→ **SHORT EXERCISE**
Copy the data below line for line, leaving out the pictures.

—————

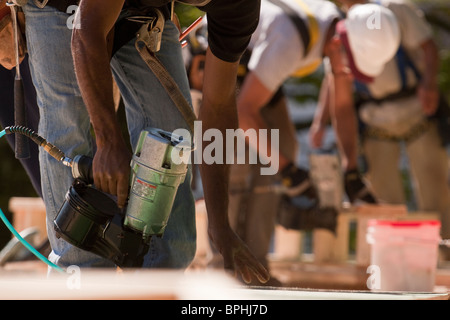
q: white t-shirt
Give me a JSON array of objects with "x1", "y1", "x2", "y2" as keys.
[{"x1": 367, "y1": 0, "x2": 432, "y2": 98}]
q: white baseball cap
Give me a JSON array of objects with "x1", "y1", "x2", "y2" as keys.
[{"x1": 336, "y1": 3, "x2": 400, "y2": 82}]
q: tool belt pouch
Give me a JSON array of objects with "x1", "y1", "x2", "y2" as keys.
[{"x1": 0, "y1": 7, "x2": 27, "y2": 70}]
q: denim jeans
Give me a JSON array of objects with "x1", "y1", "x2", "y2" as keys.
[{"x1": 24, "y1": 0, "x2": 196, "y2": 268}]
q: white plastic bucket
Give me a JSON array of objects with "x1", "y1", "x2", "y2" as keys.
[{"x1": 366, "y1": 219, "x2": 441, "y2": 292}]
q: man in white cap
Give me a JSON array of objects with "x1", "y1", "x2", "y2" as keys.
[{"x1": 312, "y1": 0, "x2": 450, "y2": 250}]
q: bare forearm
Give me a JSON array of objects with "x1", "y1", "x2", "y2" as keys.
[{"x1": 332, "y1": 74, "x2": 358, "y2": 170}]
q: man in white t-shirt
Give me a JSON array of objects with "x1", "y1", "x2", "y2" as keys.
[{"x1": 312, "y1": 0, "x2": 450, "y2": 250}]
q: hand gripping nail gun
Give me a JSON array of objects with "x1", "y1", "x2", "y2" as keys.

—————

→ **ANSWER TO THE PROBLEM**
q: white t-shirt
Give me a JSON array of objects with "x1", "y1", "x2", "y2" as keys.
[{"x1": 367, "y1": 0, "x2": 432, "y2": 98}]
q: white baseball cap
Give me a JSON array of objects with "x1", "y1", "x2", "y2" as keys.
[{"x1": 336, "y1": 3, "x2": 400, "y2": 82}]
q: tool belt pouch
Give me a JSON array of objects with "x1", "y1", "x2", "y2" as keys.
[{"x1": 0, "y1": 7, "x2": 27, "y2": 70}]
q: denim jeans
Give me a JSON array of objects with "x1", "y1", "x2", "y2" as keys.
[{"x1": 24, "y1": 0, "x2": 196, "y2": 268}]
q: white plastic bucket
Give me a JSON array of objects with "x1", "y1", "x2", "y2" as keys.
[{"x1": 366, "y1": 219, "x2": 441, "y2": 292}]
q: man in white cap
Give me a JSON array of objects with "x1", "y1", "x2", "y2" as keys.
[{"x1": 312, "y1": 0, "x2": 450, "y2": 250}]
q: bare forearm
Give me a JSON array of objects with "x1", "y1", "x2", "y2" as keys.
[{"x1": 332, "y1": 74, "x2": 358, "y2": 170}]
q: man in white t-shirt
Give me a JSON array of objects with "x1", "y1", "x2", "y2" as keys.
[{"x1": 312, "y1": 0, "x2": 450, "y2": 250}]
q: hand gripping nail gun
Give me a JSON array of objects with "x1", "y1", "x2", "y2" as keys.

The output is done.